▶ [PROVIDED TEXT]:

Monday, May 19, 2008
I'm Not There
I finally caught up on home video with another of the 2007 fourth quarter releases that I wanted to see, but that slipped in and out of local theaters before I had the chance -- Todd Haynes' Bob Dylan-inspired film I'm Not There. It's a miracle. A series of inconceivable sequences (until one sees them, then they seem inevitable) which cohere into a fragmentary, yet coherent piece of cinema, with all that the Greek origin of that descriptor entails. Kinesis: kinetic, movement. Haynes uses a variety of tools, techniques, styles, pace, influences, lens, film stocks, palettes, moods, and a wildly diverse cast. Funny thing is, it works. The spirit of this country, 20th-century America in all it's glory and shame, pulses through this film. Evocative shots of boxcars snaking thru sun-dappled countryside and cool blue sequences of urban emotional disintegration are juxtaposed with news footage of Kennedy and LBJ and MLK and Nixon and Napalm. It's a world of hipsters and hobos, poets and preachers, sinners and saints. Haynes uses the biography and music of one man as a canvas to compose a tone poem on several decades of American history.
I'm largely ignorant of the details of Bob Dylan's life and not an afficionado of his music, although I enjoy it. The soundtrack is infectious. At times I'm Not There plays like a surreal musical, at other times like a concert film. To me "Dylan" is more of an idea than a real person, which may be why I responded so strongly to Haynes' impressionistic treatment. The main conceit of I'm Not There is using six actors to riff on seven evolutions of Dylan's career and persona -- most audaciously Cate Blanchett as the most recognizable Bob Dylan a/k/a Jude Quinn: the chain-smoking, pill-popping, wise-cracking Dylan of the mid-60s who became an American pop icon and hope of a disaffected generation before nearly self-destructing.

▶ [ENTRIES SHOWN]:
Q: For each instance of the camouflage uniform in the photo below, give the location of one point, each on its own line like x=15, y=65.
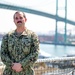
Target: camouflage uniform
x=23, y=48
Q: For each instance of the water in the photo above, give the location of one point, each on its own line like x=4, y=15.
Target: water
x=57, y=51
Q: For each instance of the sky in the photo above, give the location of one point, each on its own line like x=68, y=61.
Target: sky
x=39, y=24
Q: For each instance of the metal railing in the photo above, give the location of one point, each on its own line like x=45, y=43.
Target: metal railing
x=52, y=66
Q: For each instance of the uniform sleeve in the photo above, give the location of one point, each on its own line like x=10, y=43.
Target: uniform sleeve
x=4, y=52
x=33, y=56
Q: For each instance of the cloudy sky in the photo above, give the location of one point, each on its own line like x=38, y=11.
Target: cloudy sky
x=35, y=22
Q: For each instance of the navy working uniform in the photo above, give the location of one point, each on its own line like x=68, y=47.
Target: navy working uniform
x=20, y=48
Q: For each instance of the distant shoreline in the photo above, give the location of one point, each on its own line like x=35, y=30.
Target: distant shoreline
x=62, y=44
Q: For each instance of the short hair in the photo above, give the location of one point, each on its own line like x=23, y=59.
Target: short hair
x=19, y=12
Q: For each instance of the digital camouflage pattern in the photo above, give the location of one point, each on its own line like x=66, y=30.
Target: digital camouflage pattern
x=20, y=48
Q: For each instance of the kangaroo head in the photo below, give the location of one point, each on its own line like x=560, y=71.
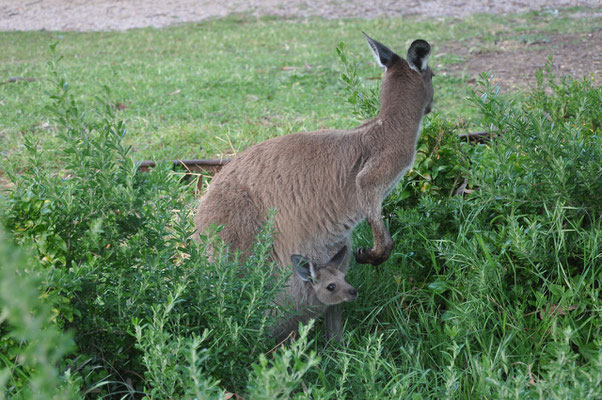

▶ [WHAT IS NEEDED]: Decide whether each statement agrees with the review of I'm Not There: (a) The writer saw the film during its run in local theaters. (b) The film has six actors play seven evolutions of Dylan's career and persona. (c) Cate Blanchett plays the mid-60s Dylan, who goes by the name Jude Quinn. For each, answer yes or no and quote the words of the review that decide it.

▶ [OUTPUT FOR THIS EXERCISE]:
(a) No: "slipped in and out of local theaters before I had the chance"
(b) Yes: "using six actors to riff on seven evolutions of Dylan's career and persona"
(c) Yes: "Cate Blanchett as the most recognizable Bob Dylan a/k/a Jude Quinn: the chain-smoking, pill-popping, wise-cracking Dylan of the mid-60s"